ABOUT THIS EXERCISE:
For the data below, tally how many lines contain "fluffy" and answer only with that tally.

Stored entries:
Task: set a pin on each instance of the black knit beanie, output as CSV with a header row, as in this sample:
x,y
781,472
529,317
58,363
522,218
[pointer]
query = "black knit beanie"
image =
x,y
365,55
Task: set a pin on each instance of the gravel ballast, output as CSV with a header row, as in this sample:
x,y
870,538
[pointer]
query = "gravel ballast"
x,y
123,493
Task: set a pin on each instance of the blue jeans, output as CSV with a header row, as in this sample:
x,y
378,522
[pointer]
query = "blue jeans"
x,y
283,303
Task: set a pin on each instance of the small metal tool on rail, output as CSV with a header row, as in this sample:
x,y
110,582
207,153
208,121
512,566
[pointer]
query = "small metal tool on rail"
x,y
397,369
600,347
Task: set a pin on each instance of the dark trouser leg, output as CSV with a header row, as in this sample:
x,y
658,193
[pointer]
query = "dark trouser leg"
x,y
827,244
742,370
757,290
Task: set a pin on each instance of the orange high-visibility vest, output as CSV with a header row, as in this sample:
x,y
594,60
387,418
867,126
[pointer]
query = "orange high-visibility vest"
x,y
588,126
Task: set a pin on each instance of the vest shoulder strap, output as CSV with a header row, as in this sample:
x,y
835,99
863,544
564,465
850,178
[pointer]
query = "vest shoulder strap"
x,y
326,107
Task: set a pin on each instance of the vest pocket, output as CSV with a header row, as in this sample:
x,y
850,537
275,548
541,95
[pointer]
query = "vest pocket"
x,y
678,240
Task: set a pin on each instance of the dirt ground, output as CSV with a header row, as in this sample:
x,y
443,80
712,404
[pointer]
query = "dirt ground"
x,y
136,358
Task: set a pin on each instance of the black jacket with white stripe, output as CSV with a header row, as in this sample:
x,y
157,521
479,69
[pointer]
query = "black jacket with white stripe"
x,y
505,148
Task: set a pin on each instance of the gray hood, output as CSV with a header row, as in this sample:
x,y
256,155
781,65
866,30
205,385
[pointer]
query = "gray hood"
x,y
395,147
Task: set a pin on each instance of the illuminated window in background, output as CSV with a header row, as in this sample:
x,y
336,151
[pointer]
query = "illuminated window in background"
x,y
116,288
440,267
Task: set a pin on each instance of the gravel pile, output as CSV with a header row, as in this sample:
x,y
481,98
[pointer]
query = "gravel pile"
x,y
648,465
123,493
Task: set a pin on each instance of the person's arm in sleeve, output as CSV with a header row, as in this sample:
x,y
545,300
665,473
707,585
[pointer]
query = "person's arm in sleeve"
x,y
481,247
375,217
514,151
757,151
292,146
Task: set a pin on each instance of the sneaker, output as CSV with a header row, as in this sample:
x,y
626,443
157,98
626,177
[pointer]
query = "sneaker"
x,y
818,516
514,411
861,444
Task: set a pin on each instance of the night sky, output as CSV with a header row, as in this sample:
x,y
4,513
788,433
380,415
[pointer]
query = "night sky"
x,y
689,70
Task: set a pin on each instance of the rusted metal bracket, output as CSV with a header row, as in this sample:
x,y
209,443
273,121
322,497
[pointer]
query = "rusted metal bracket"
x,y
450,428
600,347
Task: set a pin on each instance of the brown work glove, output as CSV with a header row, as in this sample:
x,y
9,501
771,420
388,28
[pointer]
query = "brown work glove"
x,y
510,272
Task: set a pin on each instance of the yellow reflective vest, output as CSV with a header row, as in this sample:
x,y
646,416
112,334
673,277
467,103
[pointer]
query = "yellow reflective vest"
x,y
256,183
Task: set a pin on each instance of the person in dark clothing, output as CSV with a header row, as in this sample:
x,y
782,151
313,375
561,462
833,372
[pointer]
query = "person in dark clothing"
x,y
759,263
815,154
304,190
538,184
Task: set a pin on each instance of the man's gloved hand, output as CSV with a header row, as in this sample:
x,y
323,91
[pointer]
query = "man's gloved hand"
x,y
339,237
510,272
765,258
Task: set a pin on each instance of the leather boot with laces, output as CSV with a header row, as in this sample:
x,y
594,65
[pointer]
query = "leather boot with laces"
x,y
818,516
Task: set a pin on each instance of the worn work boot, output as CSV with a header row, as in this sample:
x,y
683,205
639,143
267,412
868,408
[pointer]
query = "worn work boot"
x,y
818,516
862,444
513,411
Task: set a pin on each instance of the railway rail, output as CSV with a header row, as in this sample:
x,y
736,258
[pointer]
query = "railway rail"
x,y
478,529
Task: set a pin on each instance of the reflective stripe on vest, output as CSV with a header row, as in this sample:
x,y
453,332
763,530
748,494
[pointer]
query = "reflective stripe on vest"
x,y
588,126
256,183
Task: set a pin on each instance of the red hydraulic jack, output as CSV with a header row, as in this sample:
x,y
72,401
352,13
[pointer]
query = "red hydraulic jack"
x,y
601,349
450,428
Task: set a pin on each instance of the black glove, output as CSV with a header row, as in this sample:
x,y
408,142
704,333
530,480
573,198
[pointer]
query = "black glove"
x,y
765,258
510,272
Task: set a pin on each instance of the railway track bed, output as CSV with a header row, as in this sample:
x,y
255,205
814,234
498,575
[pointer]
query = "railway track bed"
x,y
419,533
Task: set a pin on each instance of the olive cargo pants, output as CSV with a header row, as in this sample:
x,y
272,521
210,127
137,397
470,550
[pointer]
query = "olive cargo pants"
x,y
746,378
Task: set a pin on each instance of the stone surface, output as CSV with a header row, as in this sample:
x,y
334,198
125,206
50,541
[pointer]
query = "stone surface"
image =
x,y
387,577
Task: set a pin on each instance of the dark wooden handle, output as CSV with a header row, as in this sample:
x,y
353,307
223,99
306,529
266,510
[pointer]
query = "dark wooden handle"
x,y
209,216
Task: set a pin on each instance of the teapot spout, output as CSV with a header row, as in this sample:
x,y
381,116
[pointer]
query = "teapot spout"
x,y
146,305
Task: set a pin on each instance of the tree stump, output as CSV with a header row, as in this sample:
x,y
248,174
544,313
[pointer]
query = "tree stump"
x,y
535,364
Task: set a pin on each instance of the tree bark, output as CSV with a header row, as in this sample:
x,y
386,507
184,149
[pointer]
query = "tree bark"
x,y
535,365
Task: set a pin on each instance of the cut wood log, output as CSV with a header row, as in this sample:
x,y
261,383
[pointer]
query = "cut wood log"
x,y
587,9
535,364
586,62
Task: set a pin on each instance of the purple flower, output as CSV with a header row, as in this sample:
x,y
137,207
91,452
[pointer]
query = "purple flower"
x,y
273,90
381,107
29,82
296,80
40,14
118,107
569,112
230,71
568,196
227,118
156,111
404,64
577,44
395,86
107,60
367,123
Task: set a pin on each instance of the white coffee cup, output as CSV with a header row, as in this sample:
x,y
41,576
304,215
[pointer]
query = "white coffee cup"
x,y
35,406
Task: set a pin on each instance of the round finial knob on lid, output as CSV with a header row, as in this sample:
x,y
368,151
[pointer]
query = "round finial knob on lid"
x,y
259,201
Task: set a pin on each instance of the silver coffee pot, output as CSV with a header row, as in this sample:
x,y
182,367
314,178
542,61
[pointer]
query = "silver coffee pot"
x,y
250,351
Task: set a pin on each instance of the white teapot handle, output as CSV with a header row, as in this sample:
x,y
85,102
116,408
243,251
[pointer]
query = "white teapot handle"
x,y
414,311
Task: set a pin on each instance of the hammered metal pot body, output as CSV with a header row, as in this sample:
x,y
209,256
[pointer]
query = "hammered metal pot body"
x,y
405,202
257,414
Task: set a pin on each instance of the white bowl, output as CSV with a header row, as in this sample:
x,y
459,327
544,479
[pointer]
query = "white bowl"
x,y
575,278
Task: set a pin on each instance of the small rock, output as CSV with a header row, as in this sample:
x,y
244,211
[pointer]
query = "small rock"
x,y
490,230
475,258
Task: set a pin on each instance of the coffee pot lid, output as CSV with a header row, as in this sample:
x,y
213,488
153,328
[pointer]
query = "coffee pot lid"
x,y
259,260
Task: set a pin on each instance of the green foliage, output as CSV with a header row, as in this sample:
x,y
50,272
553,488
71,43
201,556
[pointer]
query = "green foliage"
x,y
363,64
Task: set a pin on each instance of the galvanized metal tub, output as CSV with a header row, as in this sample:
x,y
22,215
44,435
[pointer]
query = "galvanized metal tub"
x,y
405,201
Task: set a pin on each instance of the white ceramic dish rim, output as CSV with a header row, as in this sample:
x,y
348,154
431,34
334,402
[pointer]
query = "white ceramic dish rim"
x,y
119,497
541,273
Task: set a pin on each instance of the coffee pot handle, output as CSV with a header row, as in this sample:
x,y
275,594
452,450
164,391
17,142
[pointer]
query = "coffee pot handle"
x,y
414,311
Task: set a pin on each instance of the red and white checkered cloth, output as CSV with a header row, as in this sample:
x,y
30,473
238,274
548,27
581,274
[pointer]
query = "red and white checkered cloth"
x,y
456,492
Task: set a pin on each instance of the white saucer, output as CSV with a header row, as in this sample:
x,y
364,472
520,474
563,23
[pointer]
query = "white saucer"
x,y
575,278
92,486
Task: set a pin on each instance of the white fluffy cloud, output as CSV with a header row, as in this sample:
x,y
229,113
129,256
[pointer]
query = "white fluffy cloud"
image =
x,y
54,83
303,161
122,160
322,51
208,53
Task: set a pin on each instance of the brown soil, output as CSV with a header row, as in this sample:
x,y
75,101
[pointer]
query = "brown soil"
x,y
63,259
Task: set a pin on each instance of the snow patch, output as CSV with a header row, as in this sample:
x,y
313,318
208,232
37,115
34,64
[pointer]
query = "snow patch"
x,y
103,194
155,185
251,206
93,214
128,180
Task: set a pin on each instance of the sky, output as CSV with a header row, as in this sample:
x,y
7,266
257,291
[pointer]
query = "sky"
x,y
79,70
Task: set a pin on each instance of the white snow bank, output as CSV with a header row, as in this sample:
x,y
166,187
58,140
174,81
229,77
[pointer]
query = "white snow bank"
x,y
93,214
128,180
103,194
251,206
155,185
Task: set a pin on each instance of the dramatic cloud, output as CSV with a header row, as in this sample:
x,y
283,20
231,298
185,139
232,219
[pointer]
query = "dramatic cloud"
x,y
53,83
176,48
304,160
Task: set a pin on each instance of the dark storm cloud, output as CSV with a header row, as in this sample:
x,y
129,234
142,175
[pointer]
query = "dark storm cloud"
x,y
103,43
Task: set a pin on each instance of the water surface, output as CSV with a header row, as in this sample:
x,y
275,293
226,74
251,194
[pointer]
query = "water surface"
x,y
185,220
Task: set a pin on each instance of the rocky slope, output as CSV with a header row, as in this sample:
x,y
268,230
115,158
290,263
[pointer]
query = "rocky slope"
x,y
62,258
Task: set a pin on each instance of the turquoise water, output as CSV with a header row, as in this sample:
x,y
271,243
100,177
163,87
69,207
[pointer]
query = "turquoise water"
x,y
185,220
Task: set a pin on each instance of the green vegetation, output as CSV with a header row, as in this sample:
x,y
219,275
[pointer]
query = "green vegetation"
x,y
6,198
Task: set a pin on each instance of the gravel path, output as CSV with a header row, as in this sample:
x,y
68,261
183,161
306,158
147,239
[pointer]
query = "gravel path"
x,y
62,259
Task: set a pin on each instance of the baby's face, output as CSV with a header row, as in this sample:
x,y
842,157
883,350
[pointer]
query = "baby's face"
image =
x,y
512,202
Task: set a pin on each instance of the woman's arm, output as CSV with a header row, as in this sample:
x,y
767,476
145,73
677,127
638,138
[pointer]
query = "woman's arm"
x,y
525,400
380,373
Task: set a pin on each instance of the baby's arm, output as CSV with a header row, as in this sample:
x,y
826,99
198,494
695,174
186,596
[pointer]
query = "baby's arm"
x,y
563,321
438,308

OUTPUT BELOW:
2